Set problem:
Please rewrite the records below with "green plant" replaced by "potted plant" throughout, leaving everything else unchanged. Omit the pictures from your answer.

Excerpted data:
+ + +

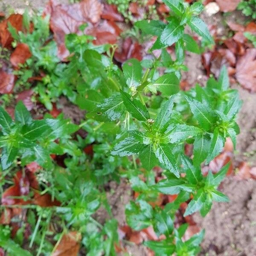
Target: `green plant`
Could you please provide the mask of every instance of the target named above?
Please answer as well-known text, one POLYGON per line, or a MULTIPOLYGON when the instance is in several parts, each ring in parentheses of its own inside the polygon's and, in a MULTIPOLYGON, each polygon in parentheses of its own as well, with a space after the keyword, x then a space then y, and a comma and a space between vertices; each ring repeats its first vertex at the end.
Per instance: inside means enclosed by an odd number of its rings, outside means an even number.
MULTIPOLYGON (((9 26, 16 41, 29 47, 32 56, 27 61, 29 68, 35 67, 35 72, 41 68, 45 73, 42 81, 33 88, 39 100, 51 110, 52 102, 64 95, 86 111, 84 120, 76 125, 63 114, 53 118, 47 113, 42 119, 34 119, 20 102, 16 106, 14 121, 0 108, 4 176, 10 182, 8 174, 17 169, 23 170, 25 178, 25 166, 35 161, 41 166, 36 175, 38 187, 30 188, 25 195, 15 195, 19 199, 26 197, 29 203, 1 206, 4 210, 12 207, 27 210, 33 230, 28 239, 29 247, 36 246, 38 255, 53 253, 69 230, 81 235, 87 255, 115 255, 118 224, 104 188, 110 180, 127 179, 138 193, 126 207, 128 225, 136 230, 151 225, 158 237, 164 235, 162 240, 144 243, 157 255, 192 256, 200 251, 204 230, 184 241, 182 238, 187 225, 174 227, 175 214, 181 203, 189 202, 184 215, 200 211, 204 216, 213 201, 228 201, 217 189, 228 164, 216 174, 209 170, 206 177, 201 168, 221 151, 227 137, 235 148, 239 132, 236 118, 241 101, 238 92, 229 88, 224 66, 218 80, 211 77, 205 87, 196 84, 189 91, 180 90, 180 69, 186 70, 183 64, 185 51, 198 53, 201 50, 192 37, 184 34, 185 26, 188 24, 209 43, 212 39, 197 17, 202 9, 201 3, 164 2, 174 15, 167 18, 168 24, 156 20, 136 23, 143 32, 158 37, 154 47, 161 49, 160 56, 142 61, 131 59, 122 69, 113 61, 116 46, 96 46, 91 36, 67 35, 65 44, 72 54, 69 62, 61 63, 56 57, 55 42, 46 43, 47 19, 35 18, 38 26, 35 25, 32 33, 17 33, 9 26), (41 37, 43 29, 44 36, 41 37), (174 43, 175 61, 166 49, 174 43), (80 129, 86 132, 85 137, 76 133, 80 129), (193 146, 193 157, 185 154, 188 144, 193 146), (85 153, 88 147, 91 154, 85 153), (161 180, 157 182, 155 166, 162 168, 161 180), (36 193, 46 193, 51 196, 50 208, 33 204, 36 193), (153 207, 151 203, 160 193, 177 197, 162 208, 153 207), (53 204, 54 200, 58 204, 53 204), (101 207, 109 215, 104 225, 95 215, 101 207), (58 230, 53 238, 49 228, 52 222, 58 230)), ((0 246, 11 253, 15 254, 15 250, 23 253, 22 236, 10 242, 10 228, 0 229, 0 246)))
POLYGON ((248 0, 241 1, 237 6, 239 10, 247 16, 250 16, 253 19, 256 19, 256 1, 248 0))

+ + +

Answer to this task:
Target: `potted plant`
Could you please provide the mask of every instance of the target named above?
Please answer as well-known text, one POLYGON per line, or a MULTIPOLYGON when the instance is in several parts, each ring in parentheses of its own inside the polygon's and, in a MULTIPOLYGON, each polygon in parentheses of its own as well, with a space after the keyword, x then a space then y, and a comma and a space between vertices; each ring repeats its first vertex at the end.
Per instance: inside means enclosed by an odd number of its rings, outside means an even number.
MULTIPOLYGON (((9 26, 16 41, 29 47, 32 56, 27 61, 29 68, 35 67, 35 72, 41 68, 45 73, 42 81, 33 88, 39 100, 51 110, 52 102, 64 95, 86 111, 84 120, 76 125, 63 114, 53 118, 47 113, 42 119, 34 119, 20 102, 16 106, 14 121, 0 108, 4 176, 10 182, 8 174, 17 169, 23 170, 25 178, 25 166, 35 161, 41 166, 36 175, 38 187, 30 188, 25 195, 15 195, 19 199, 26 197, 29 203, 1 206, 4 210, 12 207, 27 210, 33 230, 28 239, 29 247, 36 246, 38 255, 53 253, 69 230, 81 235, 87 255, 115 255, 118 224, 104 188, 110 180, 127 179, 138 193, 126 207, 128 225, 136 230, 151 225, 158 237, 164 235, 162 240, 144 243, 157 255, 192 256, 200 251, 204 230, 184 241, 182 238, 187 225, 174 227, 175 214, 181 203, 189 202, 184 215, 200 211, 204 216, 213 201, 228 201, 217 189, 228 164, 216 174, 209 170, 206 177, 201 168, 221 151, 227 137, 235 148, 239 132, 236 118, 241 101, 238 92, 229 88, 224 66, 218 80, 211 77, 205 87, 196 84, 189 91, 180 90, 180 69, 186 70, 183 64, 185 51, 198 53, 201 50, 192 37, 184 34, 185 26, 188 24, 209 43, 212 39, 197 17, 202 9, 201 3, 164 2, 174 15, 167 18, 168 24, 156 20, 136 23, 143 32, 158 37, 154 47, 161 49, 160 56, 142 61, 131 59, 122 69, 113 61, 116 46, 96 46, 91 36, 67 35, 65 44, 72 54, 69 62, 61 63, 56 57, 55 42, 46 43, 47 19, 35 18, 38 26, 35 25, 32 33, 17 33, 9 26), (41 37, 43 29, 44 36, 41 37), (174 43, 175 61, 166 49, 174 43), (80 129, 86 132, 85 137, 76 133, 80 129), (193 146, 193 157, 185 154, 188 144, 193 146), (85 153, 88 147, 91 154, 85 153), (161 180, 157 182, 155 166, 162 168, 161 180), (36 193, 46 193, 51 196, 50 208, 33 204, 36 193), (153 207, 151 203, 160 193, 177 197, 162 208, 153 207), (53 204, 54 200, 58 204, 53 204), (101 207, 109 215, 104 225, 95 215, 101 207), (58 230, 53 238, 49 228, 52 222, 58 230)), ((0 246, 11 253, 15 254, 15 250, 23 253, 22 236, 10 242, 10 228, 0 229, 0 246)))
POLYGON ((248 0, 241 1, 237 6, 239 10, 247 16, 250 16, 253 19, 256 19, 256 1, 248 0))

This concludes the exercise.